**Extrait du texte**
■ ■ ■ ■
BARBARIE ET CIVILISATION

Nous avons maintenant suivi la dissolution de l’organisation gentilice dans trois grands exemples particuliers : chez les Grecs, les Romains et les Germains. Examinons, pour finir, les conditions économiques générales qui, dès le stade supérieur de la barbarie, sapèrent l’organisation gentilice de la société et l’éliminèrent tout à fait avec l’avènement de la civilisation. Ici Le Capital de Marx nous sera tout aussi nécessaire que le livre de Morgan. Née au stade moyen, continuant à se développer au stade supérieur de l’état sauvage, la gens, autant que nos sources nous permettent d’en juger, atteint son apogée au stade inférieur de la barbarie. C’est donc par ce stade de développement que nous commencerons.
■ ■ ■ ■
**Consigne**
Modifiez l'extrait en le recopiant à partir des mots « Nous avons maintenant » jusqu'à « que nous commencerons. » inclus, avec « Gaulois » à la place de « Germains ».

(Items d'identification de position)
■ ■ ■ ■
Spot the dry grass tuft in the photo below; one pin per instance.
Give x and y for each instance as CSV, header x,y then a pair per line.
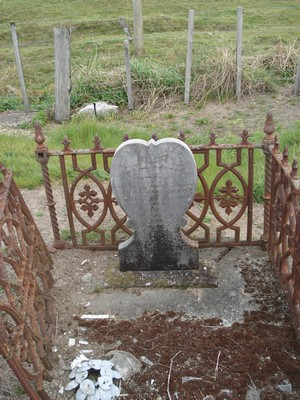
x,y
281,59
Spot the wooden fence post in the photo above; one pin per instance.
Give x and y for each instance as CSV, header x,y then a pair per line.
x,y
297,80
62,74
128,74
239,53
188,68
138,27
19,66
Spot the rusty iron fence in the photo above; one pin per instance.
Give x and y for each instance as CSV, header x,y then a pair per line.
x,y
27,310
220,215
282,218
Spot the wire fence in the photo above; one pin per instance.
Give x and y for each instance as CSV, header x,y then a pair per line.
x,y
99,40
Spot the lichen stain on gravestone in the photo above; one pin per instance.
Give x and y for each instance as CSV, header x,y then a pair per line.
x,y
154,183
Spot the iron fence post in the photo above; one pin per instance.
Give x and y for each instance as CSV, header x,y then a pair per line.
x,y
268,143
42,156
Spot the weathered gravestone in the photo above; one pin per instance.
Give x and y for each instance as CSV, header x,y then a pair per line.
x,y
154,183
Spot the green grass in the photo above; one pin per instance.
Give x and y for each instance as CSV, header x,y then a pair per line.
x,y
18,153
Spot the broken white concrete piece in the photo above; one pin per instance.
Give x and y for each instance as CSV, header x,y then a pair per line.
x,y
99,108
83,342
96,316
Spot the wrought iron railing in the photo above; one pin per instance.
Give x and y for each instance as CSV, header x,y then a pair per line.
x,y
283,221
220,215
27,311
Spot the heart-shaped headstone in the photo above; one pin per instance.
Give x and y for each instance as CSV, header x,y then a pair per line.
x,y
154,183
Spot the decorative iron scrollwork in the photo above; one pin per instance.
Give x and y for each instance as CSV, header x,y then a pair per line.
x,y
228,199
89,200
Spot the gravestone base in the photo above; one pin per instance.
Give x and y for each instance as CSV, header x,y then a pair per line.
x,y
166,251
203,277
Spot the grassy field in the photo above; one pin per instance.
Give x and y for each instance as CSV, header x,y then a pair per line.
x,y
271,46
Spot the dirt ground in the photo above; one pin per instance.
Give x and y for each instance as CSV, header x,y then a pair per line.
x,y
182,357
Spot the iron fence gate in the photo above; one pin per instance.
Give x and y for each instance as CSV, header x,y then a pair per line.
x,y
221,213
27,312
■ ■ ■ ■
**Corrigé**
Nous avons maintenant suivi la dissolution de l’organisation gentilice dans trois grands exemples particuliers : chez les Grecs, les Romains et les Gaulois. Examinons, pour finir, les conditions économiques générales qui, dès le stade supérieur de la barbarie, sapèrent l’organisation gentilice de la société et l’éliminèrent tout à fait avec l’avènement de la civilisation. Ici Le Capital de Marx nous sera tout aussi nécessaire que le livre de Morgan. Née au stade moyen, continuant à se développer au stade supérieur de l’état sauvage, la gens, autant que nos sources nous permettent d’en juger, atteint son apogée au stade inférieur de la barbarie. C’est donc par ce stade de développement que nous commencerons.